§ **Task objective**
Give back exactly the lines starting at the one with "Return the outline of every instance of the camouflage patrol" and ending at the last line of the data below. Pictures are not part of the copy.

══ Extracted entries ══

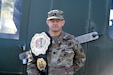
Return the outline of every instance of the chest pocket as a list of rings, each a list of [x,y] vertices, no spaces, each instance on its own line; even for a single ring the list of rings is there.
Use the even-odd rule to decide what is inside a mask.
[[[58,59],[58,66],[71,67],[73,65],[74,50],[72,42],[63,42],[60,46],[61,53]]]

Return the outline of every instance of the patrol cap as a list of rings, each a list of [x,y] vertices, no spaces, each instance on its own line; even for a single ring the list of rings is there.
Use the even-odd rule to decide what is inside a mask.
[[[61,19],[63,20],[64,17],[64,12],[62,10],[51,10],[48,12],[48,18],[47,20],[50,20],[50,19]]]

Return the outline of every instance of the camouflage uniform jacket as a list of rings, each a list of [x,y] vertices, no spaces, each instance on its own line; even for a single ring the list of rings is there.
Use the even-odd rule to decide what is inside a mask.
[[[52,37],[52,46],[48,52],[49,75],[73,75],[85,63],[86,57],[75,37],[62,32],[59,37]],[[40,75],[31,54],[28,57],[28,75]]]

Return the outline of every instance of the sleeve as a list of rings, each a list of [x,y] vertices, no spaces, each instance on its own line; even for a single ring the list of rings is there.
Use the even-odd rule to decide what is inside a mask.
[[[31,54],[31,50],[28,53],[27,74],[28,75],[40,75],[40,73],[37,70],[35,60]]]
[[[82,46],[76,40],[75,40],[75,45],[74,45],[74,51],[75,51],[74,70],[78,71],[82,66],[84,66],[85,61],[86,61],[86,55],[84,53]]]

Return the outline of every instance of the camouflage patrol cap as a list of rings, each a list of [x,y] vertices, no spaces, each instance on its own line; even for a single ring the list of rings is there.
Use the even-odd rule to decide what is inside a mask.
[[[63,20],[64,19],[63,15],[64,15],[64,12],[61,10],[51,10],[48,12],[47,20],[54,19],[54,18]]]

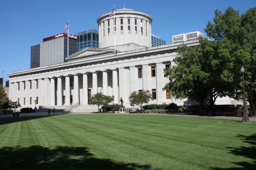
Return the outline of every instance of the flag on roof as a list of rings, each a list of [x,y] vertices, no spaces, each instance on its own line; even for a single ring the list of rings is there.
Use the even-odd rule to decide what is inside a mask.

═══

§ **Task result**
Return the outline of every instance of the camouflage patrol cap as a list of rings, each a list of [x,y] vertices, no spaces, each instance on its own line; even for a single ring the list of rings is there.
Use the even-odd rule to decide what is inside a mask.
[[[63,20],[64,19],[63,15],[64,15],[64,12],[61,10],[51,10],[48,12],[47,20],[54,19],[54,18]]]

Return the outline of every instance of the flag on roof as a list of rings, each a list of [x,y] vertices, no spaces, each instance on its own line; even for a single ring the list of rings is there.
Use the even-odd rule to decide what is inside a mask.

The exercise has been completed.